• _Objective_:
Write out the whole listing again, exactly.

• _Supplied data_:
——
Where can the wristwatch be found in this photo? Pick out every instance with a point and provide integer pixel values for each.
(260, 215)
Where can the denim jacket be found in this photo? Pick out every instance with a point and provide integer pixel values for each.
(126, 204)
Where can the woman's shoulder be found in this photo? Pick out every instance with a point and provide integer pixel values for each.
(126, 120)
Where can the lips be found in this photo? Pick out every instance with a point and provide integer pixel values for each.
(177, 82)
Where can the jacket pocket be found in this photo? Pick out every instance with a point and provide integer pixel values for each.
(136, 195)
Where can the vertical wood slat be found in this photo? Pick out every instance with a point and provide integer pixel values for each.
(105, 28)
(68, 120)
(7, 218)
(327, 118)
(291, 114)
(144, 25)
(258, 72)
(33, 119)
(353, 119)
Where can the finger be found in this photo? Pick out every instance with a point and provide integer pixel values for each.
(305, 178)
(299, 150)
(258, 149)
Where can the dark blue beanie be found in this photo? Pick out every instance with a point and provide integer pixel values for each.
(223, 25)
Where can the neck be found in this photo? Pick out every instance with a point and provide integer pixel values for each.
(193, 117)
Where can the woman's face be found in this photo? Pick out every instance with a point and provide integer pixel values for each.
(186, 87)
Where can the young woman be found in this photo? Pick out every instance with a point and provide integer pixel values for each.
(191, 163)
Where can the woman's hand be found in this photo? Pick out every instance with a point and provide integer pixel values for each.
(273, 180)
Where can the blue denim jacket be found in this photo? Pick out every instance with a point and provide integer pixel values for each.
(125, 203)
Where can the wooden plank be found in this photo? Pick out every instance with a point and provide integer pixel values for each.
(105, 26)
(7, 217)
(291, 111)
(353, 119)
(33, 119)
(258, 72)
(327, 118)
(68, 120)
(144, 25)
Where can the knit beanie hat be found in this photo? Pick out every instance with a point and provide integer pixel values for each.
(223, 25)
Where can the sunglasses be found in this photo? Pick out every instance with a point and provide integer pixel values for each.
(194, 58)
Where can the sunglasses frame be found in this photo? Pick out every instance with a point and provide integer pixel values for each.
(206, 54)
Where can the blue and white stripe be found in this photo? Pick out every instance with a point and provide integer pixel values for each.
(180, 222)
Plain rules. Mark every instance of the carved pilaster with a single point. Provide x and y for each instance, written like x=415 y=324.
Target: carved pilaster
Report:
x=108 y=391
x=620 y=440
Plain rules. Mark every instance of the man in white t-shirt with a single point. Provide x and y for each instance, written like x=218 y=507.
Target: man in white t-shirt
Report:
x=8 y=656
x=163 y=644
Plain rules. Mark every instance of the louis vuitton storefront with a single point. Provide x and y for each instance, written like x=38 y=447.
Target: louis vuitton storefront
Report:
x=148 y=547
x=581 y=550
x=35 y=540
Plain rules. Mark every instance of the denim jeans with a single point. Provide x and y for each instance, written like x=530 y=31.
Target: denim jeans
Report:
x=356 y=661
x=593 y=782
——
• _Task result_:
Where can the wristwatch be found in this photo? Pick out every instance with a point and provide integer pixel values for each.
(260, 215)
Where can the denim jacket be found in this photo? Pick out every instance with a point and provide integer pixel values for each.
(126, 204)
Where can the woman's shoulder be found in this photo? Pick out every instance with a point and provide integer pixel values for each.
(126, 120)
Where can the lips be found in this photo? Pick out every instance with a point and provide integer pixel values for each.
(177, 82)
Where can the jacket pocket be found in this photo? Pick out every instance with a point and provide integer pixel values for each.
(136, 195)
Where can the vertical wood slat be found in this photo? Pick out every instance with a point and provide integer pixel values for each.
(105, 28)
(68, 120)
(7, 218)
(327, 118)
(291, 114)
(144, 25)
(258, 72)
(33, 119)
(353, 119)
Where can the finger be found in this photo? Pick out every instance with a point and provide integer pixel values for each.
(305, 178)
(299, 150)
(258, 149)
Where can the dark blue beanie be found in this photo? Pick out every instance with a point and provide integer pixel values for each.
(223, 25)
Where can the neck be found in this photo? Pick out every instance with a point and provide integer pixel values for each.
(193, 117)
Where can the woman's face be found in this photo? Pick out every instance with a point and provide integer pixel values for each.
(186, 87)
Where can the young woman be found in this photo? Pick out every instance with a point and provide integer pixel values for each.
(191, 163)
Where can the woman's hand be found in this photo? Pick out every instance with a point and provide integer pixel values for each.
(273, 180)
Where can the blue denim jacket be found in this photo? Pick out every instance with a point and provide integer pixel values for each.
(125, 203)
Where can the wooden plank be found in this photo? Pick out every instance with a point and provide integer pixel values for each.
(105, 26)
(7, 217)
(291, 111)
(353, 119)
(33, 119)
(258, 72)
(327, 118)
(68, 120)
(144, 25)
Where can the knit beanie hat be found in this photo? Pick out every instance with a point and provide integer pixel values for each.
(223, 25)
Where can the sunglasses be found in this photo? Pick out every instance with a point and provide integer pixel values for each.
(194, 58)
Where can the sunglasses frame be found in this photo? Pick out every instance with a point and provide integer pixel values for each.
(206, 54)
Where can the blue and white stripe be found in this photo? Pick out every instance with a point and provide integer pixel values for each.
(180, 222)
Plain rules. Mark every instance of the carved pilaster with a single point. Provide x and y for each instance, written like x=415 y=324.
Target: carved pilaster
Report:
x=108 y=391
x=620 y=440
Plain rules. Mark every instance of the man in white t-shirt with a single point. Provide x and y for each instance, written like x=218 y=507.
Target: man in white t-shirt
Report:
x=8 y=656
x=163 y=644
Plain rules. Mark every instance of the louis vuitton storefront with a single point. Provide x and y for each instance, written like x=38 y=447.
Target: louis vuitton storefront
Report:
x=148 y=547
x=581 y=550
x=35 y=540
Plain rules. Mark every instance of the denim jeans with a single point. Provide x and y for each instance, written like x=530 y=31.
Target: denim jeans
Report:
x=356 y=661
x=593 y=782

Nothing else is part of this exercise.